Print every line of the listing exactly, please.

* Supplied data
+===+
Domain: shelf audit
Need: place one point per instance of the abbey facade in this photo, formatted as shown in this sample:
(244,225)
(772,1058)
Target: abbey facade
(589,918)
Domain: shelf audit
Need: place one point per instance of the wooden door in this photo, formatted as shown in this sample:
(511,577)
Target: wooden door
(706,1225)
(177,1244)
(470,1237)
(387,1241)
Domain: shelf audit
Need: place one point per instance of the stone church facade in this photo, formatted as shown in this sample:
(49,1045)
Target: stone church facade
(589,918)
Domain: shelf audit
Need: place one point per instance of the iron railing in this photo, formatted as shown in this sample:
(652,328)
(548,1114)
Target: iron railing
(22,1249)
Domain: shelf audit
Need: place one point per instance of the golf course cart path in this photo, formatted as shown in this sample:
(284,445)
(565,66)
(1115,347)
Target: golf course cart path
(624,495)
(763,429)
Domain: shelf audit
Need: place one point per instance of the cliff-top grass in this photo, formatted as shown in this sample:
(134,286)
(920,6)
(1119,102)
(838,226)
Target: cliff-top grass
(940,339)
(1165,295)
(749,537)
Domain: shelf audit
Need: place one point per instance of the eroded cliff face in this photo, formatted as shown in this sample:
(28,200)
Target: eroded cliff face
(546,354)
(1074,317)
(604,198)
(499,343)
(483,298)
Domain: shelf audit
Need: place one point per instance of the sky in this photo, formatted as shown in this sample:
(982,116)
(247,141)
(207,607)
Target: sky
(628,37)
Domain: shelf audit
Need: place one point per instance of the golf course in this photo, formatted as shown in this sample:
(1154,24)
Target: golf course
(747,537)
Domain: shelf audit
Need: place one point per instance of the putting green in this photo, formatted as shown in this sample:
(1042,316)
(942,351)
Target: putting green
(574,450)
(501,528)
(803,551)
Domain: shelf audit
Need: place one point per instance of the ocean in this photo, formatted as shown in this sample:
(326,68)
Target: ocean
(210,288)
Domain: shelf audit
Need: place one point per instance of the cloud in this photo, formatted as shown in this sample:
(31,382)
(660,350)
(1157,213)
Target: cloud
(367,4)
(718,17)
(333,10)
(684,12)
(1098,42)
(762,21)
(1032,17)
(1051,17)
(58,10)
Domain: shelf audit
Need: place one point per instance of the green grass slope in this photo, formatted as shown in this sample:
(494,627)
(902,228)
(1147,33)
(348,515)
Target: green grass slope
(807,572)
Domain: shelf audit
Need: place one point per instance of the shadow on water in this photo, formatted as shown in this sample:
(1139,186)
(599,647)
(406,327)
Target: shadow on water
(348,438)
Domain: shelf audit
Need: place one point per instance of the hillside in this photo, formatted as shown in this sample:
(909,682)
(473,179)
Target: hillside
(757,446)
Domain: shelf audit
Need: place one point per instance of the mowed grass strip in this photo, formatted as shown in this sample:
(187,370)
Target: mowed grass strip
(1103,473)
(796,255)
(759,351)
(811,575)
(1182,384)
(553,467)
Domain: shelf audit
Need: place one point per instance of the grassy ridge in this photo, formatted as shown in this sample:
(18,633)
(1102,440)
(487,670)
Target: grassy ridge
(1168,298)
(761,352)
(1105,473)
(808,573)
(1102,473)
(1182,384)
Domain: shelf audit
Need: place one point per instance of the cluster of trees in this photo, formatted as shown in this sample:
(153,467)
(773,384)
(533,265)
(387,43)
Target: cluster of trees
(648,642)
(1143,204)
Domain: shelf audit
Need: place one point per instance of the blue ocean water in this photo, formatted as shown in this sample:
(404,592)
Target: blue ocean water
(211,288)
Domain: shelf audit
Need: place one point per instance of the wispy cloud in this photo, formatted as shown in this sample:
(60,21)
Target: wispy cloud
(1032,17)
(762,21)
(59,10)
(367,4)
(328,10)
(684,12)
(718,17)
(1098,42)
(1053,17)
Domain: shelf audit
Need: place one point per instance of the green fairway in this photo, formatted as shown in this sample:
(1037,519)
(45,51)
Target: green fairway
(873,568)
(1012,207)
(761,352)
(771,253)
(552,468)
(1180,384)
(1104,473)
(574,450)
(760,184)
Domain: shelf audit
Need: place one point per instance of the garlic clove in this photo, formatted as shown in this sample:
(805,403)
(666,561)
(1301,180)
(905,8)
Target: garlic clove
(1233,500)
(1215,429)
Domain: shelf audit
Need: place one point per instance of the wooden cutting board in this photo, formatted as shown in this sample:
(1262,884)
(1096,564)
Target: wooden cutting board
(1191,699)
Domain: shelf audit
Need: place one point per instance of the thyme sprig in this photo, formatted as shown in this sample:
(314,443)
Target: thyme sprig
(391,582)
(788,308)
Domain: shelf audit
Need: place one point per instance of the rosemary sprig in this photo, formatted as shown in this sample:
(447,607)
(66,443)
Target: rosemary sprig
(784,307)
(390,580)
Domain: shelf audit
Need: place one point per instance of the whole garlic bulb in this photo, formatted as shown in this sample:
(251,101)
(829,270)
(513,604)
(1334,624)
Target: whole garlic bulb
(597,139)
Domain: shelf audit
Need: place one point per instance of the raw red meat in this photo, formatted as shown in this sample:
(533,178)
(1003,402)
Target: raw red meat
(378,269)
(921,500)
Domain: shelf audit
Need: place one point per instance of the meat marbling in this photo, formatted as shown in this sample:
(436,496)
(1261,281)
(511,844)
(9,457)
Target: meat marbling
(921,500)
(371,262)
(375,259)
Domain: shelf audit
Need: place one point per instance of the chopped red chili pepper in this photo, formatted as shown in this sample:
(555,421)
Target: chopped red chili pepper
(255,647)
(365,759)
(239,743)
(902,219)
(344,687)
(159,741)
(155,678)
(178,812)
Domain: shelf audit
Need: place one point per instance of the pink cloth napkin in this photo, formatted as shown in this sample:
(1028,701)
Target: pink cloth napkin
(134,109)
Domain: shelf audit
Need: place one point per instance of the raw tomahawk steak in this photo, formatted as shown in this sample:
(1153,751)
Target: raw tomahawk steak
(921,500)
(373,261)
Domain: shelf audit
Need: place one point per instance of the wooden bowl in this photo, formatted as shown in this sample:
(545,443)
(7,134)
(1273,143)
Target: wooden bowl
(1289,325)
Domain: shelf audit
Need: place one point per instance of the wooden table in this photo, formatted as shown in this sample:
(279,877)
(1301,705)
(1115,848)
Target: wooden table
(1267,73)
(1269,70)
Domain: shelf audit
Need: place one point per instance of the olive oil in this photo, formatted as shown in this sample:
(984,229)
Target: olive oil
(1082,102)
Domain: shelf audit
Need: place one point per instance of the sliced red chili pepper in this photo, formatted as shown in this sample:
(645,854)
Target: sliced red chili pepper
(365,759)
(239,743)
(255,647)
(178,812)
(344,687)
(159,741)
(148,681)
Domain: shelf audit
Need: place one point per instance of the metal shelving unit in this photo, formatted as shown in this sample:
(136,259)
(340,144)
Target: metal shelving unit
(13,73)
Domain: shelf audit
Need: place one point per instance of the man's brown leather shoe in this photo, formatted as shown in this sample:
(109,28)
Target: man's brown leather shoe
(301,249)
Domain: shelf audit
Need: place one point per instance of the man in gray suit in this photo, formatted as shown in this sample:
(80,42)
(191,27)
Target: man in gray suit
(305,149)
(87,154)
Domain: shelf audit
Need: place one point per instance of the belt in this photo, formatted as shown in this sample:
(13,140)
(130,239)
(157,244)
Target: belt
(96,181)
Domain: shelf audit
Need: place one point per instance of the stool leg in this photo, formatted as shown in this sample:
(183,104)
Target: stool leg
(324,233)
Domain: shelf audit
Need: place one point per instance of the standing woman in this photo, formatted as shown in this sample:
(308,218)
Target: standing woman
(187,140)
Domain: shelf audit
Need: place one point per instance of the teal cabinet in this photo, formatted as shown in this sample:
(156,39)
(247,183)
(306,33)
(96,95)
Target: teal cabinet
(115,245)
+===+
* Solution to this problem
Domain: shelf audit
Need: place one point per instance of the abbey facade in this photo, formatted as shown in this sample:
(244,225)
(772,1058)
Target: abbey facade
(589,918)
Domain: shelf audit
Need: place one point per instance of the wooden door in this photo, formatted as shown in this sample:
(511,577)
Target: wooden door
(706,1225)
(177,1244)
(470,1237)
(387,1241)
Domain: shelf audit
Need: place one point per instance of the stone church facade in this photo, formatted as shown in this sample:
(49,1045)
Target: stone church facade
(589,918)
Domain: shelf audit
Need: place one point per instance of the iron railing in this photo, formatted as shown in this sample:
(652,328)
(548,1114)
Target: iron railing
(22,1249)
Domain: shelf audit
Need: place one point per instance of the golf course cart path in this photo, formatted as shown in this sample:
(284,445)
(565,66)
(1115,347)
Target: golf course cart path
(624,495)
(763,429)
Domain: shelf audit
Need: place one point per instance of the cliff-top grass in this photo, formatted as shown in this sample:
(134,286)
(920,6)
(1119,102)
(838,226)
Target: cliff-top grass
(940,339)
(1165,295)
(749,537)
Domain: shelf audit
Need: place one point per instance of the eroded cliff face in this photo, formatted as shown in this sample:
(28,200)
Target: eroded cliff face
(546,354)
(1074,317)
(604,198)
(499,343)
(483,298)
Domain: shelf audit
Need: place one point per instance of the sky in this photo, formatted as shown in this sample:
(982,116)
(247,141)
(207,607)
Target: sky
(628,37)
Domain: shelf audit
Need: place one point per instance of the golf course in this photo, formatted as shown in this sample:
(1154,24)
Target: golf course
(747,537)
Domain: shelf audit
Need: place one point per instance of the putting green in this photo, formatted as shown in this sample:
(1042,316)
(942,351)
Target: putting green
(574,450)
(501,528)
(803,551)
Domain: shelf audit
Need: place one point per instance of the ocean in this photo, formatted as shown in this sample:
(326,68)
Target: ocean
(210,288)
Domain: shelf audit
Need: place one point per instance of the cloud in this photo, formatted as shown in this sample:
(31,382)
(660,350)
(1157,213)
Target: cloud
(367,4)
(718,17)
(333,10)
(684,12)
(1098,42)
(762,21)
(1032,17)
(1051,17)
(58,10)
Domain: shelf audit
Need: place one point per instance of the green grass slope in this photo, formatted as shown in this sample:
(494,627)
(902,228)
(1147,33)
(348,515)
Target: green grass slope
(807,572)
Domain: shelf audit
Need: place one point per instance of the shadow on water in this photo, formatted as shown in this sample:
(1139,186)
(599,647)
(406,327)
Target: shadow on water
(348,438)
Domain: shelf audit
Need: place one point per instance of the hillside in this photo, formatted as shown in this sample:
(909,682)
(473,179)
Target: hillside
(757,446)
Domain: shelf audit
Need: place one point per instance of the mowed grass strip in this photo, formatted as shown in this sample:
(187,370)
Target: mowed grass strip
(1103,473)
(796,255)
(759,351)
(811,575)
(1182,384)
(553,467)
Domain: shelf audit
Need: place one point per instance of the grassy ridge in this photo, formatted as shown in this sample:
(18,633)
(1102,440)
(487,670)
Target: grassy ridge
(1168,298)
(761,352)
(1105,473)
(808,573)
(1102,473)
(1182,384)
Domain: shelf audit
Need: place one point per instance of the cluster of trees in this photo, formatted as shown in this sample:
(153,467)
(773,384)
(533,265)
(387,43)
Target: cluster of trees
(648,642)
(1143,204)
Domain: shelf audit
Need: place one point per instance of the blue ocean water in this photo, formatted as shown in this sample:
(404,592)
Target: blue ocean water
(211,288)
Domain: shelf audit
Need: place one point per instance of the wispy cloud in this photo, formatted as shown in this sample:
(60,21)
Target: wispy cloud
(1032,17)
(762,21)
(59,10)
(367,4)
(328,10)
(684,12)
(718,17)
(1098,42)
(1053,17)
Domain: shelf audit
Need: place one point per instance of the green fairway in this photo, formatted as shown in this sample:
(1037,519)
(45,51)
Target: green fairway
(873,568)
(1012,207)
(761,352)
(771,253)
(552,468)
(1180,384)
(1104,473)
(574,450)
(760,184)
Domain: shelf audit
Need: place one point per instance of the garlic clove in this photo, formatted as shown in this sample:
(805,403)
(666,561)
(1301,180)
(905,8)
Target: garlic clove
(1233,500)
(1215,429)
Domain: shelf audit
Need: place one point per instance of the wooden cutting board in this photo, formatted as shown in this sample:
(1262,884)
(1096,564)
Target: wooden cutting board
(1191,699)
Domain: shelf audit
Need: place one point per instance of the thyme sprig in this photo, formatted as shown in this sample:
(314,443)
Target: thyme sprig
(391,582)
(788,308)
Domain: shelf audit
Need: place one point per instance of the rosemary sprig in this photo, formatted as shown in this sample:
(447,607)
(66,443)
Target: rosemary sprig
(784,307)
(390,580)
Domain: shelf audit
Need: place one point per instance of the whole garlic bulb in this photo, formatted as shown in this sample:
(251,101)
(829,270)
(513,604)
(1334,624)
Target: whole garlic bulb
(597,139)
Domain: shelf audit
Need: place one point per instance of the raw red meat in this photo, formatted as shown in this sample:
(533,178)
(1003,402)
Target: raw red meat
(378,269)
(921,500)
Domain: shelf audit
Need: place one point per instance of the meat marbling in this photo, formatted as shown in this sample:
(436,496)
(1261,281)
(511,844)
(9,457)
Target: meat marbling
(921,500)
(371,262)
(375,259)
Domain: shelf audit
Need: place one point per instance of the chopped red chili pepper in this photo, formatted as shown in this sample:
(555,421)
Target: chopped red chili pepper
(255,647)
(365,759)
(239,743)
(902,219)
(344,687)
(159,741)
(155,678)
(178,812)
Domain: shelf audit
Need: place one point per instance of the pink cloth napkin in this photo, formatted as shown in this sample:
(1028,701)
Target: pink cloth napkin
(134,109)
Domain: shelf audit
Need: place one point per instance of the raw tomahawk steak in this photo, formatted as shown in this sample:
(1153,751)
Target: raw tomahawk steak
(921,500)
(373,261)
Domain: shelf audit
Need: place one point per instance of the wooden bowl in this photo, formatted as shown in this sample:
(545,443)
(7,134)
(1273,143)
Target: wooden bowl
(1289,325)
Domain: shelf audit
Need: place one point per instance of the wooden table in this photo, formatted as shown in this sample:
(279,877)
(1301,705)
(1115,848)
Target: wooden table
(1267,73)
(1269,70)
Domain: shelf audit
Need: place one point per instance of the olive oil in this photo, formatted as shown in this sample:
(984,229)
Target: olive oil
(1082,102)
Domain: shelf audit
Need: place one point per instance of the sliced red chili pepper in this photo, formatted as shown in this sample:
(645,854)
Target: sliced red chili pepper
(365,759)
(239,743)
(255,647)
(178,812)
(344,687)
(159,741)
(148,681)
Domain: shelf audit
Need: place one point per instance of the metal shelving unit in this photo, formatted as shown in this sample:
(136,259)
(340,144)
Target: metal shelving unit
(13,73)
Domain: shelf audit
Need: place one point per instance of the man's brown leather shoe in this photo, formatted as shown in this sample:
(109,28)
Target: man's brown leather shoe
(301,249)
Domain: shelf audit
Need: place one point per instance of the man in gray suit in this photo, formatted as shown in this sample:
(80,42)
(191,27)
Target: man in gray suit
(305,149)
(87,154)
Domain: shelf audit
Need: place one point per instance of the belt in this photo, formatted as shown in this sample:
(13,140)
(130,239)
(157,244)
Target: belt
(96,181)
Domain: shelf audit
Need: place one point per instance of the stool leg in this photo, formatted as shown in this sample:
(183,104)
Target: stool leg
(324,233)
Domain: shelf audit
Need: place one point per instance of the standing woman in this photo, formatted as shown in this sample:
(308,218)
Target: standing woman
(187,140)
Domain: shelf audit
Need: place one point per instance of the teal cabinet in this photo, formatted as shown in this sample:
(156,39)
(247,183)
(306,33)
(96,95)
Target: teal cabinet
(115,245)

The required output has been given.